#### [What you should do]
Look through the data below for the string "signage", and copy every line where it turns up.

(Provided material)

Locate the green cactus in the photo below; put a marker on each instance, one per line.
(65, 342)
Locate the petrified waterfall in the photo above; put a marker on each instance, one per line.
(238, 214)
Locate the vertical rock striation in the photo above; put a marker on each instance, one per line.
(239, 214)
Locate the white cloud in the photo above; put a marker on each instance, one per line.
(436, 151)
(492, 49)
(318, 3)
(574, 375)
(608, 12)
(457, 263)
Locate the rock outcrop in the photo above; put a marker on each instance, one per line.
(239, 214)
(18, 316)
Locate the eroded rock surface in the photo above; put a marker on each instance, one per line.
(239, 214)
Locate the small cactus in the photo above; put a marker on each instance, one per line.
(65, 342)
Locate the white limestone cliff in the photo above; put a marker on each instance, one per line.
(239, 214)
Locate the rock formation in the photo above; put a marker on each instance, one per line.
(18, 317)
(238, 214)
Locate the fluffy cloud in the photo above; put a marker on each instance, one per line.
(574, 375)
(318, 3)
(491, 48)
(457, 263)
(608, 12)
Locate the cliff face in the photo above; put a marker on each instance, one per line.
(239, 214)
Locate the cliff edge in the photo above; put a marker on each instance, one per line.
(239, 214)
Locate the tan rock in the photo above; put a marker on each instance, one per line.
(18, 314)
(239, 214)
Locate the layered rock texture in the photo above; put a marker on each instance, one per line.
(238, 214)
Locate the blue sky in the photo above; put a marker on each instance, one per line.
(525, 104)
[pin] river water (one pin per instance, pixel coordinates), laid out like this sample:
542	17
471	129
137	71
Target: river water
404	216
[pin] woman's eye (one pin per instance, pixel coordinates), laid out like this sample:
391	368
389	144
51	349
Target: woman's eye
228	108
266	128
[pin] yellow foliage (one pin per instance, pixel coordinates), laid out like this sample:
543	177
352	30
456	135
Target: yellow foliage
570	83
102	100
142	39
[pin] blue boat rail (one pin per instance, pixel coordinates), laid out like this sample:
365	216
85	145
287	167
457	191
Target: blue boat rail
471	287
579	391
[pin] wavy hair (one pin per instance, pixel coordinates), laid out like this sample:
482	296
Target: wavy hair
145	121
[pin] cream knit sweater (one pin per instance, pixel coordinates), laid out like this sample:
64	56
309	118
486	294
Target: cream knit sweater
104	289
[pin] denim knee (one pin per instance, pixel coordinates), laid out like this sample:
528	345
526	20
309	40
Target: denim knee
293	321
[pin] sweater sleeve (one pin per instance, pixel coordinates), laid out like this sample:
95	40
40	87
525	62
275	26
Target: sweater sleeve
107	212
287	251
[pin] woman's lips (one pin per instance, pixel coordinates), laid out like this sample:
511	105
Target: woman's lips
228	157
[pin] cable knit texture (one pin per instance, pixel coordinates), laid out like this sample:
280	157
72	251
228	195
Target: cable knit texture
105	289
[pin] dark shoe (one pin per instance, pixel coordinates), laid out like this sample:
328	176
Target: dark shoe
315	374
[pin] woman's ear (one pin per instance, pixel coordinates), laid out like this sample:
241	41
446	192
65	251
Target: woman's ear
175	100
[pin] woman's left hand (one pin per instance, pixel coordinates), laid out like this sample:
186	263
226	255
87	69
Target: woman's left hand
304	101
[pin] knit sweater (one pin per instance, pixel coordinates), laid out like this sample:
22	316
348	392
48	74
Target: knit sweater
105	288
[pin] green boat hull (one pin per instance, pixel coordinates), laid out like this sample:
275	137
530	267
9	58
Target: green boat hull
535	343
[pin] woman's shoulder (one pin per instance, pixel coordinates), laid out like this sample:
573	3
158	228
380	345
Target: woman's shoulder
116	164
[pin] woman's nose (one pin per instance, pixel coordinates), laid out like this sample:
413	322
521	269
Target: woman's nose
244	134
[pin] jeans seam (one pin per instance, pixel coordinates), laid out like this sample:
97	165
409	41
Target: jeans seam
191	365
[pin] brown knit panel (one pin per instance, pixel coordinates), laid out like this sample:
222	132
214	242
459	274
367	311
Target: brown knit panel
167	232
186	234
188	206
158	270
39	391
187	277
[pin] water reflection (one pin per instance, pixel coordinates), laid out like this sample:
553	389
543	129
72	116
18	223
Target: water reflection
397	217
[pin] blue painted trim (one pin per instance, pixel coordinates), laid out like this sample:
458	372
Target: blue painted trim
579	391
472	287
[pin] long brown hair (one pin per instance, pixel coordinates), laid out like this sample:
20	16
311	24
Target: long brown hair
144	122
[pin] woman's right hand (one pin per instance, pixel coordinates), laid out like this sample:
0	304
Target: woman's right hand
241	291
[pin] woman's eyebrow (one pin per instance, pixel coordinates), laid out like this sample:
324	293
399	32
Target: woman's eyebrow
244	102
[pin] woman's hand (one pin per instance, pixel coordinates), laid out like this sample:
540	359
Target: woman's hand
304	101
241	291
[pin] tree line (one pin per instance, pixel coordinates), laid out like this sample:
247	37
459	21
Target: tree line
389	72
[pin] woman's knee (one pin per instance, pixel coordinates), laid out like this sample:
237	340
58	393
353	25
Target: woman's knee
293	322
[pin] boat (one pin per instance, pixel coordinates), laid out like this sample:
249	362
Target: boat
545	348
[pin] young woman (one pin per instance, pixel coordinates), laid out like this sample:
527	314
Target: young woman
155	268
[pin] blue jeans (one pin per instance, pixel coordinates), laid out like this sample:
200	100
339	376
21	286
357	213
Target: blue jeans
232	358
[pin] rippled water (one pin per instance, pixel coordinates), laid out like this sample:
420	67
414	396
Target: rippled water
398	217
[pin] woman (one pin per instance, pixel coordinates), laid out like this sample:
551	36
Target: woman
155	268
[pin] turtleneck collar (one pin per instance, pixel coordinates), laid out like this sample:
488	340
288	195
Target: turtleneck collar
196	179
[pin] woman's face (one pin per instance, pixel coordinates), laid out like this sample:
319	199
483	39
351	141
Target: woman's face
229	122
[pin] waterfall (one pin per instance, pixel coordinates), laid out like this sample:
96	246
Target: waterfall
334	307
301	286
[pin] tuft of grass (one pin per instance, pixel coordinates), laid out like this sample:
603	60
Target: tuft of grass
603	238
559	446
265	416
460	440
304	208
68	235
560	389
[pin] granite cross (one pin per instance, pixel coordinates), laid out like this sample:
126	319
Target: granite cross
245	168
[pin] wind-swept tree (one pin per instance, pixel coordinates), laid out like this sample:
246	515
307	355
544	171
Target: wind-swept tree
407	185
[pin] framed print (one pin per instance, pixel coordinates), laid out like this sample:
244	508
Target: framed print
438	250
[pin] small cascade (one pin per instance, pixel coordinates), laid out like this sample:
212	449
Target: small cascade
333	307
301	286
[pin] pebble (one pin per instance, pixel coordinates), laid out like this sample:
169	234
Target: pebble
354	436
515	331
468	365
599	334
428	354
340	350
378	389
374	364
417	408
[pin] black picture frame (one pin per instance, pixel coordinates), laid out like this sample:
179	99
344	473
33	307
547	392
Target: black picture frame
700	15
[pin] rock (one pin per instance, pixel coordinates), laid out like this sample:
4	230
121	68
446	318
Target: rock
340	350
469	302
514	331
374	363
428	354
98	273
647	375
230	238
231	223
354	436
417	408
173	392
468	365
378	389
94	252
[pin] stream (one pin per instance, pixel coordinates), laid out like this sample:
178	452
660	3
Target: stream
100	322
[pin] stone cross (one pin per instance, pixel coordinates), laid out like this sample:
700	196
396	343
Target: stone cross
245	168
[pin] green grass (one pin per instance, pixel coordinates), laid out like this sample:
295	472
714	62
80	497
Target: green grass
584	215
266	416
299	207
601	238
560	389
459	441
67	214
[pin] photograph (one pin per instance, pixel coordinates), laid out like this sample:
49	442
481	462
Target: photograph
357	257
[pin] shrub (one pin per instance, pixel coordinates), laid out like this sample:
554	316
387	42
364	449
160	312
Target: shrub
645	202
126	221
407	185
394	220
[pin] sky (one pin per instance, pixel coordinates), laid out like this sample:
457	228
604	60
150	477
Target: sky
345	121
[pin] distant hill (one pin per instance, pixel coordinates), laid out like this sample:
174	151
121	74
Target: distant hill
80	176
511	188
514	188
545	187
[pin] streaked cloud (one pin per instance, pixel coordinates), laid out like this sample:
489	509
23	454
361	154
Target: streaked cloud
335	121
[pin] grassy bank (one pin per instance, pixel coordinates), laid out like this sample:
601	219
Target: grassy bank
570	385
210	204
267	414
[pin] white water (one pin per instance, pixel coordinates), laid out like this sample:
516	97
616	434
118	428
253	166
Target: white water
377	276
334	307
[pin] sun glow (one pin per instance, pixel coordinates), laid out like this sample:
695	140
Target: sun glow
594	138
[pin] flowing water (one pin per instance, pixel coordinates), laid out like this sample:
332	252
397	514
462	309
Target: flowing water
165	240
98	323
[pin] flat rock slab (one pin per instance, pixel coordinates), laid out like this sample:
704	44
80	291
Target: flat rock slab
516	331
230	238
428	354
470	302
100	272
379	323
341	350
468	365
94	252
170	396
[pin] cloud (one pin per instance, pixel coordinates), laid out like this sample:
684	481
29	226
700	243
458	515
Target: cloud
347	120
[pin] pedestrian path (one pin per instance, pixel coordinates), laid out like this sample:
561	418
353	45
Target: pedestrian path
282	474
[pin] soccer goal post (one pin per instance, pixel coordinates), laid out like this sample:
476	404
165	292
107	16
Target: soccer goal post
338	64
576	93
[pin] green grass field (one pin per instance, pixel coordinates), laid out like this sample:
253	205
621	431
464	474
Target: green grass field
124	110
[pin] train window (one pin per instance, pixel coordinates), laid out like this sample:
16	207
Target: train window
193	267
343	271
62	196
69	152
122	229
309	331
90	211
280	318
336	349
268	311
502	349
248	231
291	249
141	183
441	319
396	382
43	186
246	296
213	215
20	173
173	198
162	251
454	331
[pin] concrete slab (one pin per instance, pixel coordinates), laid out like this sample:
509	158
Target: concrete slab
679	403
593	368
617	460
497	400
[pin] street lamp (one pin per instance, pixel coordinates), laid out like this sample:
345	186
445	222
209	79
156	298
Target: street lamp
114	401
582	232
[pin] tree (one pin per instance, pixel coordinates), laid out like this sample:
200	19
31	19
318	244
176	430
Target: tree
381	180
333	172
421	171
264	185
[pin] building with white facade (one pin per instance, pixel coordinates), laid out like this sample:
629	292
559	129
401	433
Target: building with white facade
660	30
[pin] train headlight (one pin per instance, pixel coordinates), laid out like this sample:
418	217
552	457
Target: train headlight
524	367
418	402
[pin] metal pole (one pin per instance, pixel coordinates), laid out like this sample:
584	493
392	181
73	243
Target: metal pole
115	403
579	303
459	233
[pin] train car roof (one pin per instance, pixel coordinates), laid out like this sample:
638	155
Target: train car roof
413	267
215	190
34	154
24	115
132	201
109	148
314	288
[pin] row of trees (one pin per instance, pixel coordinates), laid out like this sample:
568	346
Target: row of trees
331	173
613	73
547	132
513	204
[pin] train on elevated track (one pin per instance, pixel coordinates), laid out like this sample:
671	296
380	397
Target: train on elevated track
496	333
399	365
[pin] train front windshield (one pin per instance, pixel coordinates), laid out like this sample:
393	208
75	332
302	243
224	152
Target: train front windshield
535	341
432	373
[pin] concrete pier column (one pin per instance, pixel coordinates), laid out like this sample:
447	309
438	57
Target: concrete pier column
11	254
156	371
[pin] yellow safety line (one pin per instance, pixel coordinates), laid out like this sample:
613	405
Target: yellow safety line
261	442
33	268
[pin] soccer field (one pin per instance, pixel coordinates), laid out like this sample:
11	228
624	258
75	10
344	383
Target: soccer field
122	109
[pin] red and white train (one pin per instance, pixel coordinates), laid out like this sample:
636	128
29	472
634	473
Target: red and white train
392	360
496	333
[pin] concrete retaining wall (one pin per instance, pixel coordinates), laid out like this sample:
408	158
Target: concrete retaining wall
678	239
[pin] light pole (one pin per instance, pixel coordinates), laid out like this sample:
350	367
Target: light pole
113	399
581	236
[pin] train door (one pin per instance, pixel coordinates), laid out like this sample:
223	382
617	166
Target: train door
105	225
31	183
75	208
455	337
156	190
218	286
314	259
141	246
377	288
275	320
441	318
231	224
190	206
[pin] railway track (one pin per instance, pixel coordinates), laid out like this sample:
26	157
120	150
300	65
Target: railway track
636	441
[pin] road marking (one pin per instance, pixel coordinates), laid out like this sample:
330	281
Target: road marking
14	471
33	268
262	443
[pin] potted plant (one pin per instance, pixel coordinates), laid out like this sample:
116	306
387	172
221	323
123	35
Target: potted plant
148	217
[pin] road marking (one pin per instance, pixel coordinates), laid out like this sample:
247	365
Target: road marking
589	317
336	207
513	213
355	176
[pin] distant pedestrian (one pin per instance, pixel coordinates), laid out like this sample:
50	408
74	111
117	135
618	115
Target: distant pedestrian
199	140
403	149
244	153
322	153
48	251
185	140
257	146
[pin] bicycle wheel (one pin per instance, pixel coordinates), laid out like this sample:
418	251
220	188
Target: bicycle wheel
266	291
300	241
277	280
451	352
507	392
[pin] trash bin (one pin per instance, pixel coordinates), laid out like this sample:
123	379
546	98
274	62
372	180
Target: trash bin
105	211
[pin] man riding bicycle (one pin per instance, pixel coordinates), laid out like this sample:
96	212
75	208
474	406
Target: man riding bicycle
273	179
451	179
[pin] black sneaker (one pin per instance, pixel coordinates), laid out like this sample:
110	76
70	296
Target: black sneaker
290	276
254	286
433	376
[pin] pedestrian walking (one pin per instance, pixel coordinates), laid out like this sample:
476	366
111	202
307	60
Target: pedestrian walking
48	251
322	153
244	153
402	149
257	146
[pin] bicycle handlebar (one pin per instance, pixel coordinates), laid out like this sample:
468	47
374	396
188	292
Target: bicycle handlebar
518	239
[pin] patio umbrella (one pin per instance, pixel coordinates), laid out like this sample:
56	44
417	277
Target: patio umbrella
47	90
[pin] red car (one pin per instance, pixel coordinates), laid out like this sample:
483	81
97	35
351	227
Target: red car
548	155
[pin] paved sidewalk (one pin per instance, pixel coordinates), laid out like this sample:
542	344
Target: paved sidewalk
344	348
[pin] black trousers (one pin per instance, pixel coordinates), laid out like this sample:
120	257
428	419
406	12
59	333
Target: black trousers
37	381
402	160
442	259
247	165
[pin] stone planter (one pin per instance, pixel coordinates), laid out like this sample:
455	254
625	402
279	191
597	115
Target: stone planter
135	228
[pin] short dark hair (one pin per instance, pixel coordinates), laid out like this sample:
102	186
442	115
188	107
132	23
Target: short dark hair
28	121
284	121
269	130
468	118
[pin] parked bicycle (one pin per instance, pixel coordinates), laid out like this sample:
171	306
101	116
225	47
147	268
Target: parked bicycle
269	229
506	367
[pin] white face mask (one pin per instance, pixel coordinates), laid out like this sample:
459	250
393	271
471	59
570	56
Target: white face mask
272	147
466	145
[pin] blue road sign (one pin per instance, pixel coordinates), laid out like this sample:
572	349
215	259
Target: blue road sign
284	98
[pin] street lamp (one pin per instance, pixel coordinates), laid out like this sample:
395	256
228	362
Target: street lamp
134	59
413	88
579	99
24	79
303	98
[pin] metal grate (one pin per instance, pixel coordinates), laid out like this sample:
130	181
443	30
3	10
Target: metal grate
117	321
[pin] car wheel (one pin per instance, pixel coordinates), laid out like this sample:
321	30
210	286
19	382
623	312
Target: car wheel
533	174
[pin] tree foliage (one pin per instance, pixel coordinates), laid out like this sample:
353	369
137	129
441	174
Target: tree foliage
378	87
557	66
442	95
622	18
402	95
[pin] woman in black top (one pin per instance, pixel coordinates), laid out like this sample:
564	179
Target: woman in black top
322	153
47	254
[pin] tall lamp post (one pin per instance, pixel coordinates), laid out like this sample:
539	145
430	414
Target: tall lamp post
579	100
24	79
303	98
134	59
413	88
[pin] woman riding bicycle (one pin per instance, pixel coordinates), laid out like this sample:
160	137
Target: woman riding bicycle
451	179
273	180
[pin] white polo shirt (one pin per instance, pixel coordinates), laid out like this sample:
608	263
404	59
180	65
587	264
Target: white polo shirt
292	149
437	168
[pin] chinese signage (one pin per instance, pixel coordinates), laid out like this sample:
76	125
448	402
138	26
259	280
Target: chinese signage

(End Provided material)

#### [Written solution]
[pin] chinese signage (one pin per instance, pixel coordinates), laid out like this sample:
Target: chinese signage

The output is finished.